Look through the records below, and whenever a line contains "grey", copy it.
===
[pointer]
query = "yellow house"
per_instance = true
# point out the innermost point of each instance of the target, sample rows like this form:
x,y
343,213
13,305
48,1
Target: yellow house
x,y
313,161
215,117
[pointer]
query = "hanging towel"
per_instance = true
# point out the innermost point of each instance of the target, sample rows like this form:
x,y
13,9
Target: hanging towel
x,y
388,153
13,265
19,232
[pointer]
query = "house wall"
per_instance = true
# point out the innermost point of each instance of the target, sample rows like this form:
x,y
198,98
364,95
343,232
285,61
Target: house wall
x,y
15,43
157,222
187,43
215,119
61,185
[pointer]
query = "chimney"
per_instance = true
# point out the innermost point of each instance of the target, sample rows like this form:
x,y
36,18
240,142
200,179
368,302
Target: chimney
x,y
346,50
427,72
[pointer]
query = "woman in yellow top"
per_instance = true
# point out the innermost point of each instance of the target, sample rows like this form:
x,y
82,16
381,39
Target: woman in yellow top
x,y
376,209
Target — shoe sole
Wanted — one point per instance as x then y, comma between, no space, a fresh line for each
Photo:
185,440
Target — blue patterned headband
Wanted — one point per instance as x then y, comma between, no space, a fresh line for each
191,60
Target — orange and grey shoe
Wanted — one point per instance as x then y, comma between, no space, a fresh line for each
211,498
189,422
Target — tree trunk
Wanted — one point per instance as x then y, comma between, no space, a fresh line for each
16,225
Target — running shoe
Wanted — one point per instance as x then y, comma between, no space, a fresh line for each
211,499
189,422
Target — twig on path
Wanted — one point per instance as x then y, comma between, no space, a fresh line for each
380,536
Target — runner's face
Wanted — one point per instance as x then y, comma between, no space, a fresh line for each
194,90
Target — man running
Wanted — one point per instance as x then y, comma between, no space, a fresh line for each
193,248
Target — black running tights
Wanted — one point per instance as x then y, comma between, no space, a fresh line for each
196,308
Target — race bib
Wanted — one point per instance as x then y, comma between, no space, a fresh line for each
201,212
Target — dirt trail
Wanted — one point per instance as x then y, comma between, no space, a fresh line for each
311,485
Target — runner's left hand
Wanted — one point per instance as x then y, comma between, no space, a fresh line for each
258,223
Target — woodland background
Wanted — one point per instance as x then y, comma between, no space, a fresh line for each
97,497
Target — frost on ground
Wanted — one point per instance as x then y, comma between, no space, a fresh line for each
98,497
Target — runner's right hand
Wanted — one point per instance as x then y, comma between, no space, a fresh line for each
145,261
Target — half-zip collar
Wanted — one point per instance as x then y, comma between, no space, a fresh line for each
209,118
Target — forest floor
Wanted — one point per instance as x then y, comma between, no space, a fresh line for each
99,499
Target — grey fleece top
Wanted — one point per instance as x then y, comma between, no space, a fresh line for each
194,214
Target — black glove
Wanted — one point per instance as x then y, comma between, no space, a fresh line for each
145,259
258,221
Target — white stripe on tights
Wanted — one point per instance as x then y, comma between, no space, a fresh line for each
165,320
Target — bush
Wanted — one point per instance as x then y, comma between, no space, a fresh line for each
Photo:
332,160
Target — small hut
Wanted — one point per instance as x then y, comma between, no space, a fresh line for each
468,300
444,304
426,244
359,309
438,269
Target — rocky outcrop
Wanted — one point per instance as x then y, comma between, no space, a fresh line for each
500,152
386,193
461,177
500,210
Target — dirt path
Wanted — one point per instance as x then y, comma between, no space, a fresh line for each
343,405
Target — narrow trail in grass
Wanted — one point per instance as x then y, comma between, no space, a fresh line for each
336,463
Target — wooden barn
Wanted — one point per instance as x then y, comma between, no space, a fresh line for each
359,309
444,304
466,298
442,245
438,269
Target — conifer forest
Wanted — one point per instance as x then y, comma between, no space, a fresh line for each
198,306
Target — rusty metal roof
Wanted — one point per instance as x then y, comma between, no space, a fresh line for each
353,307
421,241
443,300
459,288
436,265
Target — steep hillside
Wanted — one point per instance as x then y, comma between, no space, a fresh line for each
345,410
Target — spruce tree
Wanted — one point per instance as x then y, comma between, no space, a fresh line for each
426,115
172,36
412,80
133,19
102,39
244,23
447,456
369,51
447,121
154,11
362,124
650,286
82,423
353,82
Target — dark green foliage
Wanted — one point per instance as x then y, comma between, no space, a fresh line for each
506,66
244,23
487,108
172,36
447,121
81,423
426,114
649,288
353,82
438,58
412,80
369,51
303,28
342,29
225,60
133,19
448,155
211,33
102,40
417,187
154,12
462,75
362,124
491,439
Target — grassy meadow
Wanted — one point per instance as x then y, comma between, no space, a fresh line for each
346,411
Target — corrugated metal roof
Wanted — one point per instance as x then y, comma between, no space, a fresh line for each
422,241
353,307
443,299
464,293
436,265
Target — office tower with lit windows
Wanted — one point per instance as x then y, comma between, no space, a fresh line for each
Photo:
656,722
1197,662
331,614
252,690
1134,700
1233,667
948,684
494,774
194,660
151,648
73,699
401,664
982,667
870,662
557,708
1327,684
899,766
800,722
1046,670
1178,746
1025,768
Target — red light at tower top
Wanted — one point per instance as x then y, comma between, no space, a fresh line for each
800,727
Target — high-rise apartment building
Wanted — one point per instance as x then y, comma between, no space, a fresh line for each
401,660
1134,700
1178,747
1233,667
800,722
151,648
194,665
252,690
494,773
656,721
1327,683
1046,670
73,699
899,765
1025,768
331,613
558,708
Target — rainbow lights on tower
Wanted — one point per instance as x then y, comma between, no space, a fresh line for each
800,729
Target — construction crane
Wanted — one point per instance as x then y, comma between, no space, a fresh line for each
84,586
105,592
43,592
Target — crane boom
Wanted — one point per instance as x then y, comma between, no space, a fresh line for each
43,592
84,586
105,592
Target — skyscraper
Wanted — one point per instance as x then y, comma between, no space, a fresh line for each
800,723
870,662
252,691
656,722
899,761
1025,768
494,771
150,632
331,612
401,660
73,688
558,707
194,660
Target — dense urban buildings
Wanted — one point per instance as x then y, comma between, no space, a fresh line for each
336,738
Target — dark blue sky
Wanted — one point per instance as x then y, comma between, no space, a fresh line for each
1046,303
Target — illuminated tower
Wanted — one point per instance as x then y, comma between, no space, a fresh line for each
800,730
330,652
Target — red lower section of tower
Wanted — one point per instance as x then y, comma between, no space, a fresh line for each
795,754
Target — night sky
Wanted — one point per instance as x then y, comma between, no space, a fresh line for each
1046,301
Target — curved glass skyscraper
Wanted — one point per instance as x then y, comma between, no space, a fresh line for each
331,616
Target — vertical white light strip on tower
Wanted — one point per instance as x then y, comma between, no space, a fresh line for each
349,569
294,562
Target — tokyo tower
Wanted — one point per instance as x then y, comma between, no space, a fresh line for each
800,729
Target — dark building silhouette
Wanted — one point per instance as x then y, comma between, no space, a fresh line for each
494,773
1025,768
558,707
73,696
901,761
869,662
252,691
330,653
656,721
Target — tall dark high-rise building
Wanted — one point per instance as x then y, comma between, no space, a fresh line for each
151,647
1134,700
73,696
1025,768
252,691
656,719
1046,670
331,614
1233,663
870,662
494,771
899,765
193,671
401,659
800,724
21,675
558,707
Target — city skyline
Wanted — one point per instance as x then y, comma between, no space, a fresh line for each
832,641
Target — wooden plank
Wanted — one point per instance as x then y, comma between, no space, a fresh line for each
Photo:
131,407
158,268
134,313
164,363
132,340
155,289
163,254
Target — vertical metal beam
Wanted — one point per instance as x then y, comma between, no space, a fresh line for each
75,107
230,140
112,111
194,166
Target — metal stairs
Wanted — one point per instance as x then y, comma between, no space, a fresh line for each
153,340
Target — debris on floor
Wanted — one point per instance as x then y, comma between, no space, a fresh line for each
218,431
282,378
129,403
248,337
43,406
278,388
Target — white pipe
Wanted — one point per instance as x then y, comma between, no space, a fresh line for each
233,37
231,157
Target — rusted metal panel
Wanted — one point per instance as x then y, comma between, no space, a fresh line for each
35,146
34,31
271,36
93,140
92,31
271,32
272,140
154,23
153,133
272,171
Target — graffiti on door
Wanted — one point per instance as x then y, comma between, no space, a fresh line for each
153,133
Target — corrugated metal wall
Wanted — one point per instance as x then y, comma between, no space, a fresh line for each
===
▶ **EXERCISE SOLUTION**
Target — orange and grey shoe
Target — grey fleece top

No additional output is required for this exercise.